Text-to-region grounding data

----------------------------------------

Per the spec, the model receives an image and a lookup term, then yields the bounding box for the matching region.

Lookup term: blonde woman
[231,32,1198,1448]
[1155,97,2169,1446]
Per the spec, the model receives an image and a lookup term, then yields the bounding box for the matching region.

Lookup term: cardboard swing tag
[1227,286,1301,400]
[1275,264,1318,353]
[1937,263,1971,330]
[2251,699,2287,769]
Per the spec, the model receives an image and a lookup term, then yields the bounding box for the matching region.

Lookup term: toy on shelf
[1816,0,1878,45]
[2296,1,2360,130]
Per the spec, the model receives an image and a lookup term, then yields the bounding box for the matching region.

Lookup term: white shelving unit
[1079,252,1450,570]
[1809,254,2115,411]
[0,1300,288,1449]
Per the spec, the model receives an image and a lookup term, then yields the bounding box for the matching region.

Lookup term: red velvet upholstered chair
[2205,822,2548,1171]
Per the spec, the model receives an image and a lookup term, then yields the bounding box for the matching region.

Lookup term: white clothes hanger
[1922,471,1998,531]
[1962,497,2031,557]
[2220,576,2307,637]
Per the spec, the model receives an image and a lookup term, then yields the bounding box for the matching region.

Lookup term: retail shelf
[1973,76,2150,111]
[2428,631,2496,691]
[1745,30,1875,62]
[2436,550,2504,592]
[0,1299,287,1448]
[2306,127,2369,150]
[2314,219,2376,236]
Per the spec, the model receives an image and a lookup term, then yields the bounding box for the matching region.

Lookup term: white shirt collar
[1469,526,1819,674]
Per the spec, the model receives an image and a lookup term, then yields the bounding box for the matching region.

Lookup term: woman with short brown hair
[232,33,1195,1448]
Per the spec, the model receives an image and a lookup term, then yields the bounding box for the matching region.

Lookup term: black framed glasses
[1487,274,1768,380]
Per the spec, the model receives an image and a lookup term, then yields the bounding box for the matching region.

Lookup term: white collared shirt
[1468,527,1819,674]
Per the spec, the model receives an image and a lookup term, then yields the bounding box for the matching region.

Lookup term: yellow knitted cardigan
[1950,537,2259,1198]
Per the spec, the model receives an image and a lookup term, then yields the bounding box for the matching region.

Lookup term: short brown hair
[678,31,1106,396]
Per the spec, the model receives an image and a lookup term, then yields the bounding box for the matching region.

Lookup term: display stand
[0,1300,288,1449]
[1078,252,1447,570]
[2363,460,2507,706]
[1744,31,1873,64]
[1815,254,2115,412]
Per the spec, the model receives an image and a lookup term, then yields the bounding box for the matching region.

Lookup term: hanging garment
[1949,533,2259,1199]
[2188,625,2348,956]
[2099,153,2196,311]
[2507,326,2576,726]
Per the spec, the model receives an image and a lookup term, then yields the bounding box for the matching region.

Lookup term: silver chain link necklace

----------------------------------------

### Assigned task
Output all of the data exactly as given.

### Result of the task
Per the spec, the model receives an image and a lookup term, then yields the bounding box for the matching region.

Lookup term: blonde woman
[231,32,1198,1448]
[1155,97,2169,1446]
Per the spec, the model receives an image and a lookup term, then yields the bounding box for the matching region.

Lookup term: cardboard swing tag
[1227,286,1301,400]
[1275,264,1318,353]
[1937,263,1971,330]
[2251,699,2287,769]
Per the spec, the model receives an image and a lookup term, then yields the bounding box for the matching region.

Lookup term: toy on shelf
[1816,0,1878,45]
[2296,1,2360,130]
Per the spec, the model receives an image and a lookup term, then yields the bounding box for the matching region.

Lookup term: white shelving unit
[1079,252,1450,570]
[1809,254,2115,411]
[0,1300,288,1449]
Per the spec, the model receives an image and a lookup term, then yields the bounding box for the matching region.

Lookup term: red velvet upholstered chair
[2205,822,2548,1171]
Per the spec, the model receives an image and a lookup term, then yields the bounding box for the matching region.

Lookup term: white clothes hanger
[1922,471,1998,531]
[1962,497,2031,557]
[2220,576,2307,637]
Per the spec, the model receives an image and a lookup term, then yields the bounding box for the matching region.

Lookup term: retail shelf
[1973,76,2150,111]
[2428,631,2496,691]
[1745,30,1875,62]
[2436,550,2504,592]
[0,1299,287,1448]
[2306,127,2369,150]
[2314,219,2376,236]
Per the spec, the model receives an image and a lookup term, then yields the bounding box for the matching region.

Lookup term: white shirt collar
[1469,526,1819,674]
Per the spec, the model receives an image and a lookup term, then yields the bounding box for the matching region.

Lookup term: woman with short brown hair
[232,33,1195,1448]
Per the spec, the model receives an image and a lookup term, then yields the bounding box for the matching region.

Lookup term: black framed glasses
[1487,274,1768,380]
Per the spec, the model receives an image and a lookup term, then yields the bounding box for the matching region.

Lookup term: white collared shirt
[1468,527,1819,674]
Per the spec, the model receives an image and a lookup term, then yields the bounding box for the matching region.

Lookup term: yellow knitted cardigan
[1950,537,2259,1198]
Per the spec, the model receives an image and a lookup term, then yields the bounding box for the matching region.

Lookup term: short brown hair
[678,31,1106,396]
Per the spec, the model receives an image and a lookup term, then yields the bounding box for the matching region.

Lookup term: display stand
[0,1300,288,1449]
[1078,252,1447,570]
[2363,460,2507,706]
[1744,31,1873,64]
[1815,254,2115,412]
Per the spec, the model receives an image and a lookup term, then yields the bounding box for the matching region.

Lookup term: hanging garment
[1949,533,2259,1199]
[2188,625,2348,956]
[2099,153,2196,311]
[2507,326,2576,726]
Per the spec, the model receives an image and a lookup term, then yields the bounding box for the matching region.

Lookup term: silver chain link necklace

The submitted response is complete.